• _What the task asks_
Rewrite the material as a numbered list, from its first line through the line containing "MULTIPOLYGON (((0 18, 0", including both of those lines and leaving out any blank lines.

• _Supplied data_

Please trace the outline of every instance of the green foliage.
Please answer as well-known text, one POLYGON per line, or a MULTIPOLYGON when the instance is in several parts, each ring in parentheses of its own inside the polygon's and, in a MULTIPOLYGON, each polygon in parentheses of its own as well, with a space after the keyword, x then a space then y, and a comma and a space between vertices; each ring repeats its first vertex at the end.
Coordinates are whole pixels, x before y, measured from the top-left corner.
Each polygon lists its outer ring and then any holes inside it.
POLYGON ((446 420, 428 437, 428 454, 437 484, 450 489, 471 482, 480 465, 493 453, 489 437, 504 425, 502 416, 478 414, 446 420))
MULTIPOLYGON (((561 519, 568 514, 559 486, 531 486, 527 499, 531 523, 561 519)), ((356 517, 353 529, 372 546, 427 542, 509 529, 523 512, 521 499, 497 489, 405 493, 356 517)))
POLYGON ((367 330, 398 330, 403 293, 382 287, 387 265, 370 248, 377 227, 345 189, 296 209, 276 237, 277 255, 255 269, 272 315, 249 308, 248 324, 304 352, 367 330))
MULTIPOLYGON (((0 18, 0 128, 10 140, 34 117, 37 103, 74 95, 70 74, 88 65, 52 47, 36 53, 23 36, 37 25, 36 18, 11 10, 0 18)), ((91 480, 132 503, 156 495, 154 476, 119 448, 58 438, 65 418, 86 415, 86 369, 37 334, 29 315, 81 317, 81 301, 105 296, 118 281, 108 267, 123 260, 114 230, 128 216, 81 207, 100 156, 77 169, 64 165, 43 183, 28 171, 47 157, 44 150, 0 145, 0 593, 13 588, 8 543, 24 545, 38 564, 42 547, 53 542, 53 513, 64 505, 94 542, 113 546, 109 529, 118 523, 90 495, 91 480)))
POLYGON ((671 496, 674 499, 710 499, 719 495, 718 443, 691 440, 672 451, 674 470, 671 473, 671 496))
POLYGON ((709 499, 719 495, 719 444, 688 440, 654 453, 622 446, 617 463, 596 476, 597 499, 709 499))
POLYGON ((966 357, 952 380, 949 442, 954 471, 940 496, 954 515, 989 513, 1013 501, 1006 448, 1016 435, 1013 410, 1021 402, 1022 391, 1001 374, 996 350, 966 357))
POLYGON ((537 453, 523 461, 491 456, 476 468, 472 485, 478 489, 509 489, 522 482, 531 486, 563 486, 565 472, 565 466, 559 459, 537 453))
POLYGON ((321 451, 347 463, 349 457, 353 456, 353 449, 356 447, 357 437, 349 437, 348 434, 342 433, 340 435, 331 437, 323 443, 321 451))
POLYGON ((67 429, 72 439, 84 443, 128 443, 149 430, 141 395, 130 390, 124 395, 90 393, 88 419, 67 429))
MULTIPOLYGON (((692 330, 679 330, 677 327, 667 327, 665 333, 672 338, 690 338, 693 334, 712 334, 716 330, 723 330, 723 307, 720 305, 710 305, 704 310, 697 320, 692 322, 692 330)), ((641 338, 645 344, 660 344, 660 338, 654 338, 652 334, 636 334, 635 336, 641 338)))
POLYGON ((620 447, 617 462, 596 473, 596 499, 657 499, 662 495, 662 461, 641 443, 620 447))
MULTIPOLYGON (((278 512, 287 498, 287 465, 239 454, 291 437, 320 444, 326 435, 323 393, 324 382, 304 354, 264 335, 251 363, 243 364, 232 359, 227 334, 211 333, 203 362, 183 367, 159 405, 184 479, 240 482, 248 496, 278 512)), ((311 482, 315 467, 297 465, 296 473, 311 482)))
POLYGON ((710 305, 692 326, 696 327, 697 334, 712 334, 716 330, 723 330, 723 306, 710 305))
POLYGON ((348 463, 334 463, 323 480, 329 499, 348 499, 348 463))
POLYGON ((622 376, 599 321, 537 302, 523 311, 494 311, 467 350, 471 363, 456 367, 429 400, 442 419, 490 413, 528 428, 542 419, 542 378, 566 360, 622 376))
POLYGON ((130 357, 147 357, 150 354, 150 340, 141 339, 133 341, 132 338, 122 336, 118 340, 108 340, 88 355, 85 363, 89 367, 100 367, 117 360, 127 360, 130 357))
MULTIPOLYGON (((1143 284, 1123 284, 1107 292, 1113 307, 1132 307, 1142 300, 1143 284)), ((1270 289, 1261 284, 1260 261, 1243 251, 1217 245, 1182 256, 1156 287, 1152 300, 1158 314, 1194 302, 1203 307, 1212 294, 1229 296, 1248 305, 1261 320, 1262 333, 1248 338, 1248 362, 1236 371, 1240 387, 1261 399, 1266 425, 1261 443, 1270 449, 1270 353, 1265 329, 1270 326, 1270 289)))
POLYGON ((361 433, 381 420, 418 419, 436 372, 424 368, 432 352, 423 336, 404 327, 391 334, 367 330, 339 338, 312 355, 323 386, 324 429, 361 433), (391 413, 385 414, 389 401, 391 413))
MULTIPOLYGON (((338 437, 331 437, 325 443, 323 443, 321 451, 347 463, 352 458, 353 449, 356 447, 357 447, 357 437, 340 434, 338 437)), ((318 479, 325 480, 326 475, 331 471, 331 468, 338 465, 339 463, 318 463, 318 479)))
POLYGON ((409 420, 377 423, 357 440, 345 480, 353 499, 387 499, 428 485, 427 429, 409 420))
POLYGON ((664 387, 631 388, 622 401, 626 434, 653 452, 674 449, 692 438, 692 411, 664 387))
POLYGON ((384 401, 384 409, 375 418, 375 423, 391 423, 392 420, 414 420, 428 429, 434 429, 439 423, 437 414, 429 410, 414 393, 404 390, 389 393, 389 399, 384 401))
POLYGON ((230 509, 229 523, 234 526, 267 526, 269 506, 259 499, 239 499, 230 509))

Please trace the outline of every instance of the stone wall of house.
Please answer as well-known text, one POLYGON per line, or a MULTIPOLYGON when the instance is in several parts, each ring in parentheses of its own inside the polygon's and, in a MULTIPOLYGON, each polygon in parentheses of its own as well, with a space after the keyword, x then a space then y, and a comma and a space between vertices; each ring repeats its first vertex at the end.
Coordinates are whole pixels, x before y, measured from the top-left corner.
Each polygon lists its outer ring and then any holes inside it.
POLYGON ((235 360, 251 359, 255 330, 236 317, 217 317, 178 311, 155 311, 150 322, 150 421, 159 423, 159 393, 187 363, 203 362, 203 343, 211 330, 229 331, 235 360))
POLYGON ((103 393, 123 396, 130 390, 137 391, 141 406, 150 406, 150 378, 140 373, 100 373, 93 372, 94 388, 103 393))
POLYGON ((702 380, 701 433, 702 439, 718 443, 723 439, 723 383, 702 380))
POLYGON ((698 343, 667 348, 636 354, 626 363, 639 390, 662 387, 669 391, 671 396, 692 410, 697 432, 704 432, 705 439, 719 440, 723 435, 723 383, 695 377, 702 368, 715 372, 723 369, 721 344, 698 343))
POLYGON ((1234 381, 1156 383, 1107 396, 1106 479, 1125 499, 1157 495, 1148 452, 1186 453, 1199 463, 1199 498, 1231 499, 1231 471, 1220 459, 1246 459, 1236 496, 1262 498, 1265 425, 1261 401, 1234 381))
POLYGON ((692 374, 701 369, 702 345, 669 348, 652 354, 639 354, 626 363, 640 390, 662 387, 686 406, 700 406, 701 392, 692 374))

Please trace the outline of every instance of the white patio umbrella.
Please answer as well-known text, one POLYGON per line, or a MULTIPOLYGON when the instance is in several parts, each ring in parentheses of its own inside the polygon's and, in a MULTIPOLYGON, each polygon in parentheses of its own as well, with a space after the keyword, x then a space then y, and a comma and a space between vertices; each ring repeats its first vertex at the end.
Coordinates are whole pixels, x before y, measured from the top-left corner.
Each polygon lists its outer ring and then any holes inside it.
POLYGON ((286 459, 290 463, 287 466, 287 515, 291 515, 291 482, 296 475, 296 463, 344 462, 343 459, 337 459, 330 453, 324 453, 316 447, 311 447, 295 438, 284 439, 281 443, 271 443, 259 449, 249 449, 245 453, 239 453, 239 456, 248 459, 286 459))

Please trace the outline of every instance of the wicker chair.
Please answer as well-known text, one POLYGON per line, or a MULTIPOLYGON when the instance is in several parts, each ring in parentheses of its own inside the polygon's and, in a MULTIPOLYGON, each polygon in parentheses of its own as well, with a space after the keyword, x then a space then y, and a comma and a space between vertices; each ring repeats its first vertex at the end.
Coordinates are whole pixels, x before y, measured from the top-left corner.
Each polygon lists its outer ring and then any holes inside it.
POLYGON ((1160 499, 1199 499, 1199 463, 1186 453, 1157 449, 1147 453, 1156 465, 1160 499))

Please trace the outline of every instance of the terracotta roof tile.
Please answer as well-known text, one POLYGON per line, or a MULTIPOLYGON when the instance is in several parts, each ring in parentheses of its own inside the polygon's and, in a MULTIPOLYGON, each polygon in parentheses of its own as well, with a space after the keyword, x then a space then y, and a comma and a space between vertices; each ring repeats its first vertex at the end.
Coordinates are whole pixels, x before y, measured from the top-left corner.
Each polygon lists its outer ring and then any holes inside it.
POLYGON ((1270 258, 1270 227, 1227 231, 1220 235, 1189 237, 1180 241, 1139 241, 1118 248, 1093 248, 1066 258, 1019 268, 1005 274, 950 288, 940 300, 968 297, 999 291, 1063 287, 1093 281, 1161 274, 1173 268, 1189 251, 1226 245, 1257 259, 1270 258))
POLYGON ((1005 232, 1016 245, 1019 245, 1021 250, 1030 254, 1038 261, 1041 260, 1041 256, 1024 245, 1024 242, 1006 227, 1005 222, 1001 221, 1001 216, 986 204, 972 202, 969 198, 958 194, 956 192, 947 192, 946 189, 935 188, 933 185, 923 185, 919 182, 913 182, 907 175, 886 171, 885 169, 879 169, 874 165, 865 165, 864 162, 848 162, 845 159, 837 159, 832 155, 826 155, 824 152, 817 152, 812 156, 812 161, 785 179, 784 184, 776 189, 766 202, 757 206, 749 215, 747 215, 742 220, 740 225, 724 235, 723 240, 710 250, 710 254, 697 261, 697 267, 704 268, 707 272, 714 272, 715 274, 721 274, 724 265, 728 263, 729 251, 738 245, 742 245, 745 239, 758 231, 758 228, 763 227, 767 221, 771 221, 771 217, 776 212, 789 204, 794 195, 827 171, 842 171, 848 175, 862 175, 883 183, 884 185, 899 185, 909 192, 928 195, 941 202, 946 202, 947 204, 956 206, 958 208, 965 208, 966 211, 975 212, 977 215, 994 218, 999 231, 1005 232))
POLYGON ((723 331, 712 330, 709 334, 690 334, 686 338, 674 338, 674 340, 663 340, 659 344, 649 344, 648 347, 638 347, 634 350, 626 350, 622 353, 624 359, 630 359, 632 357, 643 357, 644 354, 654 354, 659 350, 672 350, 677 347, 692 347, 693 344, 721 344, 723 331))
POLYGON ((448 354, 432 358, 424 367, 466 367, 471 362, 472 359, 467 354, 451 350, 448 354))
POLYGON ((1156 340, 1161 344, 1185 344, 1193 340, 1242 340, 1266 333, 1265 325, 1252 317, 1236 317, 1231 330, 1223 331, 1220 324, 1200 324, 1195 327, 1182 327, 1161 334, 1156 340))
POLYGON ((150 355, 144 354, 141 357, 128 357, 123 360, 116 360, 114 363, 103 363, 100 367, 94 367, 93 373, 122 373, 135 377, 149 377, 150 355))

• _Answer for this exercise_
1. Please trace the outline of every instance of the green foliage.
2. Please answer as well-known text, one POLYGON per line, or a MULTIPOLYGON when the instance is in several parts, each ring in parentheses of its own inside the polygon's and, in a MULTIPOLYGON, each polygon in parentheses of its own as well, with a space after the keyword, x then a space then y, and a comma and a space between vertices; each ring repeats its first vertex at the end.
3. Coordinates are whole pixels, x before y, measured from the top-left corner.
4. Each polygon lists its outer ring and then any holes inside it.
5. POLYGON ((446 420, 428 437, 428 454, 437 484, 450 489, 471 482, 480 465, 493 453, 489 437, 504 425, 502 416, 478 414, 446 420))
6. MULTIPOLYGON (((561 519, 568 514, 559 486, 531 486, 527 499, 531 523, 561 519)), ((356 517, 353 529, 372 546, 427 542, 509 529, 523 512, 521 499, 497 489, 405 493, 356 517)))
7. POLYGON ((367 330, 398 330, 403 293, 382 287, 387 265, 370 248, 377 227, 345 189, 296 209, 276 237, 277 255, 255 269, 272 315, 249 308, 248 324, 304 352, 367 330))
8. MULTIPOLYGON (((0 18, 0 128, 10 140, 34 117, 37 103, 74 95, 70 74, 88 65, 52 47, 36 53, 23 36, 37 25, 36 18, 11 10, 0 18)), ((91 480, 132 503, 156 495, 154 476, 119 448, 58 438, 65 418, 86 415, 86 369, 37 334, 29 315, 81 317, 81 301, 105 296, 118 281, 108 267, 123 260, 114 230, 128 216, 81 207, 100 156, 77 169, 64 165, 43 183, 28 171, 47 157, 44 150, 0 145, 0 593, 13 588, 8 543, 24 545, 38 564, 42 547, 53 542, 53 513, 64 505, 94 542, 113 546, 109 529, 118 523, 90 495, 91 480)))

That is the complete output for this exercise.